- **WRITTEN REQUEST A**
Count the lines in the records below that contain the string "altarpiece", and give only the number.

+ + + +

Adapting Knuth’s suggestion, c to be fraction of the form s / 2^32.
Then key * s = 327706022297664 = (76300 * 2^32) + 17612864,
So r1 = 76300 and r0 = 176122864.
The 14 most significant bits of r0 yield the value h(key) = 67.

## Hash Map

Hash maps are indexed data structures. A hash map makes use of a hash function to compute an index with a key into an array of buckets or slots. Its value is mapped to the bucket with the corresponding index. The key is unique and immutable. Think of a hash map as a cabinet having drawers with labels for the things stored in them. For example, storing user information- consider email as the key, and we can map values corresponding to that user such as the first name, last name etc to a bucket.  

Hash function is the core of implementing a hash map. It takes in the key and translates it to the index of a bucket in the bucket list. Ideal hashing should produce a different index for each key. However, collisions can occur. When hashing gives an existing index, we can simply use a bucket for multiple values by appending a list or by rehashing.

In Python, dictionaries are examples of hash maps. We’ll see the implementation of hash map from scratch in order to learn how to build and customize such data structures for optimizing search.

The hash map design will include the following functions:

- set_val(key, value): Inserts a key-value pair into the hash map. If the value already exists in the hash map, update the value.
- get_val(key): Returns the value to which the specified key is mapped, or “No record found” if this map contains no mapping for the key.
- delete_val(key): Removes the mapping for the specific key if the hash map contains the mapping for the key.

Below is the implementation:


In [1]:
class HashTable:
  
    # Create empty bucket list of given size
    def __init__(self, size):
        self.size = size
        self.hash_table = self.create_buckets()
  
    def create_buckets(self):
        return [[] for _ in range(self.size)]
  
    # Insert values into hash map
    def set_val(self, key, val):
        
        # Get the index from the key
        # using hash function
        hashed_key = hash(key) % self.size
          
        # Get the bucket corresponding to index
        bucket = self.hash_table[hashed_key]
  
        found_key = False
        for index, record in enumerate(bucket):
            record_key, record_val = record
              
            # check if the bucket has same key as
            # the key to be inserted
            if record_key == key:
                found_key = True
                break
  
        # If the bucket has same key as the key to be inserted,
        # Update the key value
        # Otherwise append the new key-value pair to the bucket
        if found_key:
            bucket[index] = (key, val)

+ + + +

- **WRITTEN REQUEST B**
Print the portion of the hash map text above starting with "Hash function is" and going on through "for optimizing search.".

+ + + +

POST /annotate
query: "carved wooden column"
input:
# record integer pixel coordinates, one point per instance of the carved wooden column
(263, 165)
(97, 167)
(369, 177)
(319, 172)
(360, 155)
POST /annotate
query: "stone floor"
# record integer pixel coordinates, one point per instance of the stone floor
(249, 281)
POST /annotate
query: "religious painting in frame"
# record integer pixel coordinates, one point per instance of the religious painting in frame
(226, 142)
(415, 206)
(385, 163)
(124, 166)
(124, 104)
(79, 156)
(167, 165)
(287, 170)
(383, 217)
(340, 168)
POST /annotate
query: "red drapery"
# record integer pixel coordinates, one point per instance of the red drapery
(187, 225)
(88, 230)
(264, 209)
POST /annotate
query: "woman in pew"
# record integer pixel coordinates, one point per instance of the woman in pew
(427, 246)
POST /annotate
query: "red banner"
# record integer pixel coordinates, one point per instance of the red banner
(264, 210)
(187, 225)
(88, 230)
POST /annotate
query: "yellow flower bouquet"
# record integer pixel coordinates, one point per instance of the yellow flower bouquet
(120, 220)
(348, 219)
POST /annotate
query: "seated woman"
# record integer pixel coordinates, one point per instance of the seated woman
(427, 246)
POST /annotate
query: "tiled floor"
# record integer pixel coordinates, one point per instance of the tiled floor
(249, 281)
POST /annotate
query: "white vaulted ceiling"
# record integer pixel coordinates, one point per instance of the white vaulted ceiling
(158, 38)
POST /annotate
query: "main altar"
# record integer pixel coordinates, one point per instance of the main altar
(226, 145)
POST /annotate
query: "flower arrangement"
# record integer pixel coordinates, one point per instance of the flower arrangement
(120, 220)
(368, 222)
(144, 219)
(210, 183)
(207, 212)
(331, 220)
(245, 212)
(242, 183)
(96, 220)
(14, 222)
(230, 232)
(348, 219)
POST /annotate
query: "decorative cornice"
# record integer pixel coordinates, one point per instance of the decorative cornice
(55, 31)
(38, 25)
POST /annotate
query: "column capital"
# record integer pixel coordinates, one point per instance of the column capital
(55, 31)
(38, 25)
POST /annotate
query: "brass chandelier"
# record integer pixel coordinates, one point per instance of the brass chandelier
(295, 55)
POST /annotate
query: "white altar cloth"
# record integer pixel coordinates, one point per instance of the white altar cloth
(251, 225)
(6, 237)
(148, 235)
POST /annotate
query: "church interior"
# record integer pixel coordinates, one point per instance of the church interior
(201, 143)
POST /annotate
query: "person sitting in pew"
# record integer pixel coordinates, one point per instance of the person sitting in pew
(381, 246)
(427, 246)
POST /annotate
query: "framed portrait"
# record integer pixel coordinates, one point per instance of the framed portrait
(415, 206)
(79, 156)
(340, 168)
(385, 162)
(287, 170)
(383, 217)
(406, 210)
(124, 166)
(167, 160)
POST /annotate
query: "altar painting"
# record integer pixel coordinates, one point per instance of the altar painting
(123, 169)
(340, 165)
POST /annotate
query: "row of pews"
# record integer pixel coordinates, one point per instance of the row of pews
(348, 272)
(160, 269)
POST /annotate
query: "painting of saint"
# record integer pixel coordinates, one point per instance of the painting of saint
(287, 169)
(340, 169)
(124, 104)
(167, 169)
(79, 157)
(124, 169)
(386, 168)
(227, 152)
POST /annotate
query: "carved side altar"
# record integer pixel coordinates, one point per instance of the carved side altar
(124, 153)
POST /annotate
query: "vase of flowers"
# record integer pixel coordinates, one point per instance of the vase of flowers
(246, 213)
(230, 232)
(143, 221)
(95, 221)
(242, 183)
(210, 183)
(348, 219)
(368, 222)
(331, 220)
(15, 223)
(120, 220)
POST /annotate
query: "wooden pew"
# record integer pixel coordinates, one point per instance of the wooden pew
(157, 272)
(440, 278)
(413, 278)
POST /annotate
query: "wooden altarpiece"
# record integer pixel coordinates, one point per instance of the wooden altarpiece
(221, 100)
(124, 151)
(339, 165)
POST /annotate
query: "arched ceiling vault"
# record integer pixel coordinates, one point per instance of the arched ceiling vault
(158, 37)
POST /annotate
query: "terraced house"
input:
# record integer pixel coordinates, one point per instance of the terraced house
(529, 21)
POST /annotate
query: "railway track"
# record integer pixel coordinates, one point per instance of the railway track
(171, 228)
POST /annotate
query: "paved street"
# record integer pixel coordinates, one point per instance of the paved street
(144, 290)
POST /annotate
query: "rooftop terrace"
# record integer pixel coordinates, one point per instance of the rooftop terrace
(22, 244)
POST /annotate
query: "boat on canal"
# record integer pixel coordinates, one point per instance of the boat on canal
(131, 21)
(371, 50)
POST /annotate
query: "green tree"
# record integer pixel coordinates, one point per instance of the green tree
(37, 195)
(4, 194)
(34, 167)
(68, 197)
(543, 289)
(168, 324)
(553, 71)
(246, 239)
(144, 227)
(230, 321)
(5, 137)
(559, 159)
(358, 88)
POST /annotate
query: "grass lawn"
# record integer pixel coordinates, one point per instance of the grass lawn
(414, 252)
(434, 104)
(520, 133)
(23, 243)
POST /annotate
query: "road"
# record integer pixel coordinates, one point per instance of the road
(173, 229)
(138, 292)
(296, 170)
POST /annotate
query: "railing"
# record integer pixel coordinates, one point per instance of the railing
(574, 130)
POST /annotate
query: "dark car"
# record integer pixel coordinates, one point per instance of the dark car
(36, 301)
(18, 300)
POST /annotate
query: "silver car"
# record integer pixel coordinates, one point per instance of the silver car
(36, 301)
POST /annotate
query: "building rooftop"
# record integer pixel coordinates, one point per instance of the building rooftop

+ + + +

- **WRITTEN SOLUTION A**
2

- **WRITTEN SOLUTION B**
Hash function is the core of implementing a hash map. It takes in the key and translates it to the index of a bucket in the bucket list. Ideal hashing should produce a different index for each key. However, collisions can occur. When hashing gives an existing index, we can simply use a bucket for multiple values by appending a list or by rehashing.

In Python, dictionaries are examples of hash maps. We’ll see the implementation of hash map from scratch in order to learn how to build and customize such data structures for optimizing search.